Starting with the line that contains "Where in the photo below do you see the boulder?" and going on through the line that contains "[59,126,142,146]", lay out the lines below as a Markdown table with the columns "No." and "Line". Number each row and leave out any blank lines.

* begin Task inputs *

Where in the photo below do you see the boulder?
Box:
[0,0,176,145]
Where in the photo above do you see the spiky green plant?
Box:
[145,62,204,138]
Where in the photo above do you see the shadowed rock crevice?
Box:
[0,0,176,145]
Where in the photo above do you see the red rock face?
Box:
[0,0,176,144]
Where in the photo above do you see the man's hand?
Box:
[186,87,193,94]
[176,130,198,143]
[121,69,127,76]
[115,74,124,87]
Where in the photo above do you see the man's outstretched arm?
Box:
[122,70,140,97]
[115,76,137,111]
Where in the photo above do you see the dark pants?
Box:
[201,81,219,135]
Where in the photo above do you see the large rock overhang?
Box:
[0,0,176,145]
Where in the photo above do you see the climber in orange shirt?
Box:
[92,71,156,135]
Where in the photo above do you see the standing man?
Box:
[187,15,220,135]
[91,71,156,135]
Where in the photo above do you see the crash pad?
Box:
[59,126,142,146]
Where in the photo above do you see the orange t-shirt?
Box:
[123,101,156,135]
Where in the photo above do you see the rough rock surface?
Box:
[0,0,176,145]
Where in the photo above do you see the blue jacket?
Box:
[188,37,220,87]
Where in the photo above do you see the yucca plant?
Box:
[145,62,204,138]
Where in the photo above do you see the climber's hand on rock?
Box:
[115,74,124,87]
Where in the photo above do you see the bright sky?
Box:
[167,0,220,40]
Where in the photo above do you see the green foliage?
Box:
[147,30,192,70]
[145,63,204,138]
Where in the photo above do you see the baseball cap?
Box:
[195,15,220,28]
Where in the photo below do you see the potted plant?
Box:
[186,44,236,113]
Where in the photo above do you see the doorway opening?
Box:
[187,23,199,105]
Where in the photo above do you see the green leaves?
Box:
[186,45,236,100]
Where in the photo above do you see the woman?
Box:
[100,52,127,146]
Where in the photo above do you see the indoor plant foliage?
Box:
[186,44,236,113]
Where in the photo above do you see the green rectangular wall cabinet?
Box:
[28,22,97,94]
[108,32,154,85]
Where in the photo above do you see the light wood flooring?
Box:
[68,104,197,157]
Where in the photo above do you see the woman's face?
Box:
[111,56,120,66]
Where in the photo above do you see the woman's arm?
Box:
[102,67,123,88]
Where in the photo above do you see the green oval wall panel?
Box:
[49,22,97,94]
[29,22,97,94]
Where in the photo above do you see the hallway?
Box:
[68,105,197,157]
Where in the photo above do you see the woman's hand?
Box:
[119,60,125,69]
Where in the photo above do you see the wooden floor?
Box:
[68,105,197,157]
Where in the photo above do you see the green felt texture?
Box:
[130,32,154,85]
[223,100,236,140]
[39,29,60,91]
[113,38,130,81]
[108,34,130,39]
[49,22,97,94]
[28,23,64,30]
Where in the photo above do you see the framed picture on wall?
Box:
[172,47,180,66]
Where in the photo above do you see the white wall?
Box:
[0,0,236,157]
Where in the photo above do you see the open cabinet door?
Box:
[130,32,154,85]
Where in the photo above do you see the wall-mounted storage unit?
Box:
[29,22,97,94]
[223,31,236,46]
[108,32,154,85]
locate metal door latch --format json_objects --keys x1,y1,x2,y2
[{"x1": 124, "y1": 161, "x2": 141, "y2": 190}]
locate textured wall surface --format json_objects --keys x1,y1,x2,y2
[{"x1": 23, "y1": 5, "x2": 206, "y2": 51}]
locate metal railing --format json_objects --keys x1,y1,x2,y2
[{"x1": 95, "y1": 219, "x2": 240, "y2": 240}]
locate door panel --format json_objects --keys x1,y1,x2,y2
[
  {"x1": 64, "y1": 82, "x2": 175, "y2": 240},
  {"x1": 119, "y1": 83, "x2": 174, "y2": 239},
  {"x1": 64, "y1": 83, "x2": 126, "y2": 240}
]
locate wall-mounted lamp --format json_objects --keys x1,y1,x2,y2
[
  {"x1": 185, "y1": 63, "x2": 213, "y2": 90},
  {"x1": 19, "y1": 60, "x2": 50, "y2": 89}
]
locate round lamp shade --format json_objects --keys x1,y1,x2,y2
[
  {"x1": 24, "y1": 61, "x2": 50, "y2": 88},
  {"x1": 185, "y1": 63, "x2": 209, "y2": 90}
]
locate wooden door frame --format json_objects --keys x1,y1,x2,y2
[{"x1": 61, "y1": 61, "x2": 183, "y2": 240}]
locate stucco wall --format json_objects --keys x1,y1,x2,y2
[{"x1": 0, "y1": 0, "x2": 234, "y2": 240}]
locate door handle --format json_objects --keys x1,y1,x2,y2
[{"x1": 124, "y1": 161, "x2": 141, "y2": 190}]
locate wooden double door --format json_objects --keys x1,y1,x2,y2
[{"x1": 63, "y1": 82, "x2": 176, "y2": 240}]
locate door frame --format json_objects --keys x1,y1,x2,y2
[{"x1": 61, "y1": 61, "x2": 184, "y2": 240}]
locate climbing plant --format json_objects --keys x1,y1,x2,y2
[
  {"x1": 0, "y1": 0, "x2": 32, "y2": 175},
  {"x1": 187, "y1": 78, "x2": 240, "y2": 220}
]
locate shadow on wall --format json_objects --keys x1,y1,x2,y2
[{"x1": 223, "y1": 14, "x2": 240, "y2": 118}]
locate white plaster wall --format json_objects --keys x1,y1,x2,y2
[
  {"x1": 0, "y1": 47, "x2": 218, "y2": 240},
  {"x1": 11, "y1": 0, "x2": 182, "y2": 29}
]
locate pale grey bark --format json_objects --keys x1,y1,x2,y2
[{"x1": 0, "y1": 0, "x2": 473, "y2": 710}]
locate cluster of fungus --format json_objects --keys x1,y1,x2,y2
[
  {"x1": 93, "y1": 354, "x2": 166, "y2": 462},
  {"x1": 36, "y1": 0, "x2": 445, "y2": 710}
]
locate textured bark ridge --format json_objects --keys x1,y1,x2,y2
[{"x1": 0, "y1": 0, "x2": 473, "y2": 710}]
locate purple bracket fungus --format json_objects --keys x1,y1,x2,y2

* end Task inputs *
* begin Task inputs *

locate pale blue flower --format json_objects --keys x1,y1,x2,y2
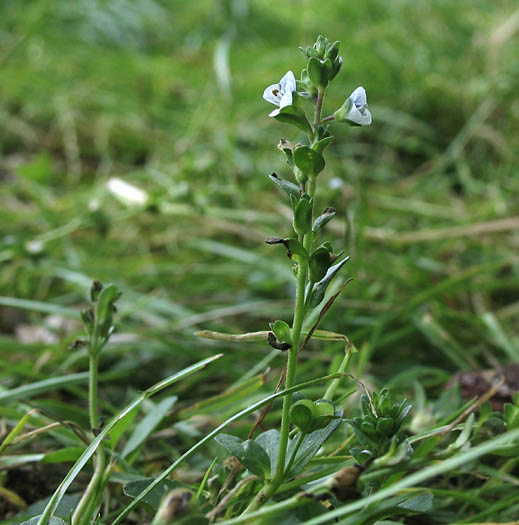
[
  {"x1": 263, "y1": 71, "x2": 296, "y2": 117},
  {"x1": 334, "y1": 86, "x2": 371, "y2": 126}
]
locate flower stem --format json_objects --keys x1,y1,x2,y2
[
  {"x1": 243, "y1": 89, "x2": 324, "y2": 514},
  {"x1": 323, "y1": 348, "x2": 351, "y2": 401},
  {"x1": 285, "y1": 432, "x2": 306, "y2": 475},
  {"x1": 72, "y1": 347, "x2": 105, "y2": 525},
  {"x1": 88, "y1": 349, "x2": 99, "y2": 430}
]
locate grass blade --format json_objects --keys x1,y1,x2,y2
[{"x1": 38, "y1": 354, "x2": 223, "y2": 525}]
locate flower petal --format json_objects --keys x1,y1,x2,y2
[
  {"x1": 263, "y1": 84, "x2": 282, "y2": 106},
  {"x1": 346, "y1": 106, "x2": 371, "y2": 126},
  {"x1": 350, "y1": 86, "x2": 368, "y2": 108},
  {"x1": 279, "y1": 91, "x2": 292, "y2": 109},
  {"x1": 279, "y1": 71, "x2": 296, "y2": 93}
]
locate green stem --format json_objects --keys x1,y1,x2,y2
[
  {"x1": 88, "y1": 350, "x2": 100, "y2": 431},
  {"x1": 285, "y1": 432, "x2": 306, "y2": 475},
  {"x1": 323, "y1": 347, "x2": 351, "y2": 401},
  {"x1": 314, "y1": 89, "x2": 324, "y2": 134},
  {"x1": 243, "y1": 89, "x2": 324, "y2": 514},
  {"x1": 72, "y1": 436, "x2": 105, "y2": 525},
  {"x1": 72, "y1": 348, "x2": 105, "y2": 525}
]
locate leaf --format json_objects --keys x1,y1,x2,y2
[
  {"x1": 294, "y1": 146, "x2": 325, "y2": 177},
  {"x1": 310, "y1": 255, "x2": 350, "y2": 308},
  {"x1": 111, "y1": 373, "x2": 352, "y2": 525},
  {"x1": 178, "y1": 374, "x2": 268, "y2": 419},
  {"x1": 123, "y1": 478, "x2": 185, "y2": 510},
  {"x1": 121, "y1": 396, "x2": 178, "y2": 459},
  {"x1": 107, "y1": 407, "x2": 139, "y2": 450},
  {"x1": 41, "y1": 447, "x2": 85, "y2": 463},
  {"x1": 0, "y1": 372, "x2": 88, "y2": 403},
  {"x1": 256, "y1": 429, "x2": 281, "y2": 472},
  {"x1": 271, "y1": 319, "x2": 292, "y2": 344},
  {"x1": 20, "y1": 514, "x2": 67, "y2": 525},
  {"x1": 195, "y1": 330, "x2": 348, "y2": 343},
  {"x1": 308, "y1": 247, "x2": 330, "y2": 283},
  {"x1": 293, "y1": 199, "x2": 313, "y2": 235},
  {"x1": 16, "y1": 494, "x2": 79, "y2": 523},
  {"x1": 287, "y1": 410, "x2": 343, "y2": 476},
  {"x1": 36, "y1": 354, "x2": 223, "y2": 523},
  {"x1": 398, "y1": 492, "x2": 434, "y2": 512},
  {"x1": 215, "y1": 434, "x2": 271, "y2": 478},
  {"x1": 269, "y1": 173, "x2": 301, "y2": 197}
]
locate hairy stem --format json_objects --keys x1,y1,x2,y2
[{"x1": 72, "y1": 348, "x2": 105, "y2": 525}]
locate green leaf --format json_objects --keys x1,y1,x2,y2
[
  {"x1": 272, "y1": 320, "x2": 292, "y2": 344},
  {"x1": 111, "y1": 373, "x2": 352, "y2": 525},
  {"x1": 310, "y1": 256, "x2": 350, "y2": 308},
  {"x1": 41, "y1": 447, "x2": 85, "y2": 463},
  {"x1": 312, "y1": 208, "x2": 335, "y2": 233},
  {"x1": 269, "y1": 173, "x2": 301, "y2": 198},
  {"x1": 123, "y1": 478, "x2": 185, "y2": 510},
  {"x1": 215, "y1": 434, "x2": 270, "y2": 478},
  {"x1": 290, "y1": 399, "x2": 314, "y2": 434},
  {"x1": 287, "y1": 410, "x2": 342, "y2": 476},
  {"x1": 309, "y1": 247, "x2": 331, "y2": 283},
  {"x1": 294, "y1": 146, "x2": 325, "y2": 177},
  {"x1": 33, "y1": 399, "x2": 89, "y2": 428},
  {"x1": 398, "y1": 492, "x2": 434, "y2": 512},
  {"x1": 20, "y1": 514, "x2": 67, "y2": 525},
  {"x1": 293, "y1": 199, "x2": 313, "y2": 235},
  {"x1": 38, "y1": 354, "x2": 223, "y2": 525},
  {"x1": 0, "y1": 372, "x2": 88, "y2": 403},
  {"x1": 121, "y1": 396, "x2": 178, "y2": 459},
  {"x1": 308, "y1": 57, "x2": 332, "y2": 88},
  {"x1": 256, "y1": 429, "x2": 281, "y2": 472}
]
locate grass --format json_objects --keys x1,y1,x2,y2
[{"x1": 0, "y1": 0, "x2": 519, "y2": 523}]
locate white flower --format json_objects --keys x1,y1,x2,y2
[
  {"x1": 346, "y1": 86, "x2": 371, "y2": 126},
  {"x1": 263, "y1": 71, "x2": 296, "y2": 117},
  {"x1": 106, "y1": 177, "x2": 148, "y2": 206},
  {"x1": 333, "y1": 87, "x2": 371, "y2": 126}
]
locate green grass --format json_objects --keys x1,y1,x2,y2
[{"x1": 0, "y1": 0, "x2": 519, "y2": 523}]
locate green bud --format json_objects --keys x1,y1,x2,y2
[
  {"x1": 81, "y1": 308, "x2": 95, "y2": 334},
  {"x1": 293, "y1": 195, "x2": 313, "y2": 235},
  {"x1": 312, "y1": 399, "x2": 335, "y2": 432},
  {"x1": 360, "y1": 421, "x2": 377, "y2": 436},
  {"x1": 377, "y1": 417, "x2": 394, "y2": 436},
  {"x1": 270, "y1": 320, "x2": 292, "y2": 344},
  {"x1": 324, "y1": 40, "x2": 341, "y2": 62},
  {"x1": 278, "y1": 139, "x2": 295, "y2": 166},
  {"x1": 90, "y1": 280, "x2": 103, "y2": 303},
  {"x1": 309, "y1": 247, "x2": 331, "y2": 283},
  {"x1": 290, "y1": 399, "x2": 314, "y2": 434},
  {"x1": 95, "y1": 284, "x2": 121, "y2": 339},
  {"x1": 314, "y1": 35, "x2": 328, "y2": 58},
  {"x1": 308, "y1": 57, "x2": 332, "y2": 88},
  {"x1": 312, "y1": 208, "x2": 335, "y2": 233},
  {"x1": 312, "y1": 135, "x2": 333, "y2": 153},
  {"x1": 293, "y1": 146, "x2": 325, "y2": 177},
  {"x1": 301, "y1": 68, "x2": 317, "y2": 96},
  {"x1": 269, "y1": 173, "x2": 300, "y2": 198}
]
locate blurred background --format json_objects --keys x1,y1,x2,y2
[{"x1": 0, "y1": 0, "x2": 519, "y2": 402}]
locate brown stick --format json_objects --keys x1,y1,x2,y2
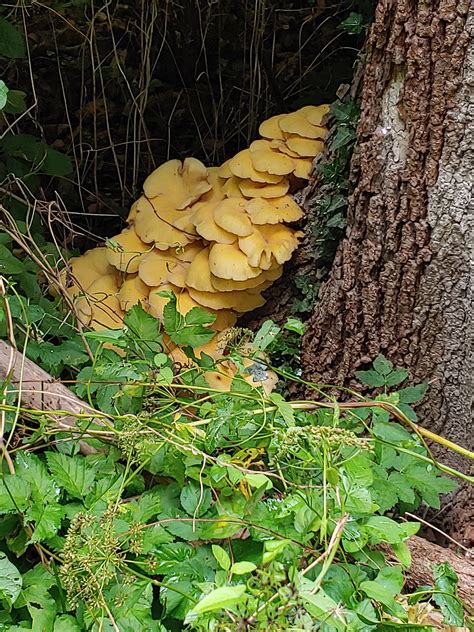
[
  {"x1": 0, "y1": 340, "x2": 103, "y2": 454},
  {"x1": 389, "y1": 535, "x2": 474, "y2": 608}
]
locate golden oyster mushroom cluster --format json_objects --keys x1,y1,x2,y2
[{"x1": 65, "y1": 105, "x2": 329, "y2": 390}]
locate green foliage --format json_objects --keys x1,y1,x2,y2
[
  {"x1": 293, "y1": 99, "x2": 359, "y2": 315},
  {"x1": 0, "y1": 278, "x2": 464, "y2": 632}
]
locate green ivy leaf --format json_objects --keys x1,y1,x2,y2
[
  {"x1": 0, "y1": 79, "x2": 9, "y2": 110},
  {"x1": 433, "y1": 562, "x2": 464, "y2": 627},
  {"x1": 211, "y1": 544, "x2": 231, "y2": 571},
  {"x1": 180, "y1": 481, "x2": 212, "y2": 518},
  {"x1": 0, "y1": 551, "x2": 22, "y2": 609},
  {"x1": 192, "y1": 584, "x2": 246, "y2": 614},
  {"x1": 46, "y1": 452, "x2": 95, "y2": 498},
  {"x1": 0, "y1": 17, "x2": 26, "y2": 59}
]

* end Task inputs *
* begin Task inputs *

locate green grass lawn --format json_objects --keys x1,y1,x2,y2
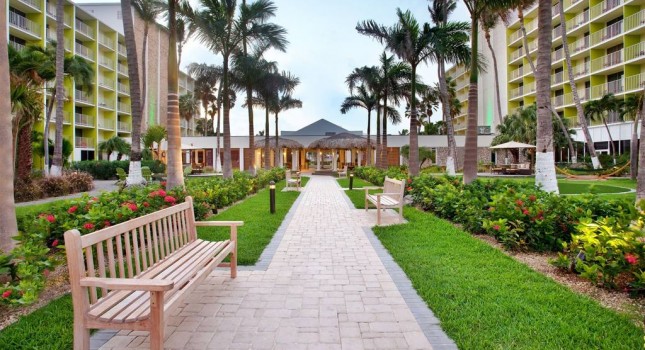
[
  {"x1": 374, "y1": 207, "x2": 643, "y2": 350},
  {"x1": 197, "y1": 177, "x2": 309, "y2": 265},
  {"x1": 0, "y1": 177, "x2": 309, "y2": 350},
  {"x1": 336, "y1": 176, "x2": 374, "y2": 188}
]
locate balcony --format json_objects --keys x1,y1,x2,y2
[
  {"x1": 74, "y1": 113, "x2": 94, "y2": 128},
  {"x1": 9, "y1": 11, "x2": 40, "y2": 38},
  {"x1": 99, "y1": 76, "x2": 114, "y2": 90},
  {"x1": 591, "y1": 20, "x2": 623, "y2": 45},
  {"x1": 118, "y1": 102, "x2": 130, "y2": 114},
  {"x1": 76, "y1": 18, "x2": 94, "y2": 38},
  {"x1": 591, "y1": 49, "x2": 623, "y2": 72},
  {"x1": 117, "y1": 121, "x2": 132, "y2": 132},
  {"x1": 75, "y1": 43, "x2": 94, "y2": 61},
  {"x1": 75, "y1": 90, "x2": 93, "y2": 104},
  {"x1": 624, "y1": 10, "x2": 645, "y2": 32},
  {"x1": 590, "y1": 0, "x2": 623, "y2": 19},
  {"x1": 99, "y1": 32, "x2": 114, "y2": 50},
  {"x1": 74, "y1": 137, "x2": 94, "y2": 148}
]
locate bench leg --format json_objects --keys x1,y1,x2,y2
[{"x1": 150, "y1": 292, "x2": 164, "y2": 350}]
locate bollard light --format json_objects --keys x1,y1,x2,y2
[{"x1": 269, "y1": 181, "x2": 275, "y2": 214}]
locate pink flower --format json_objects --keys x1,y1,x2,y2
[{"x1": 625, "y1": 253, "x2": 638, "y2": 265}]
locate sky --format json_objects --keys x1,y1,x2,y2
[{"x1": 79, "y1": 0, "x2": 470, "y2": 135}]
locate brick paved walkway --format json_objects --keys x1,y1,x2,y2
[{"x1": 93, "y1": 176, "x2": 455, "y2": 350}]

* end Task inputs *

Expected output =>
| No. | Line |
|---|---|
| 1 | Where in the photo below do you see the boulder? |
| 2 | Box: |
| 3 | [0,0,176,145] |
| 4 | Where in the photo above do you see the spiky green plant? |
| 5 | Box: |
| 6 | [145,62,204,138] |
| 7 | Where in the photo above do you see the shadowed rock crevice? |
| 8 | Box: |
| 9 | [0,0,176,145] |
| 10 | Where in the photo above do you see the red rock face? |
| 11 | Box: |
| 12 | [0,0,176,144] |
| 13 | Where in the photo above do you see the man's hand? |
| 14 | Box: |
| 15 | [186,87,193,94] |
| 16 | [176,130,198,143] |
| 17 | [121,69,127,76] |
| 18 | [115,74,124,87] |
| 19 | Where in the photo above do you see the man's outstretched arm? |
| 20 | Box: |
| 21 | [122,70,140,97] |
| 22 | [115,76,137,111] |
| 23 | Where in the photo above do you see the dark pants? |
| 24 | Box: |
| 25 | [201,81,219,135] |
| 26 | Where in the photo above do you see the large rock overhang? |
| 27 | Box: |
| 28 | [0,0,176,145] |
| 29 | Where in the photo above do you see the climber in orange shirt? |
| 30 | Box: |
| 31 | [92,71,156,135] |
| 32 | Where in the photo above do you see the standing man? |
| 33 | Box: |
| 34 | [187,15,220,135] |
| 35 | [91,71,156,135] |
| 36 | Where in the photo above do you see the crash pad? |
| 37 | Box: |
| 38 | [59,126,142,146] |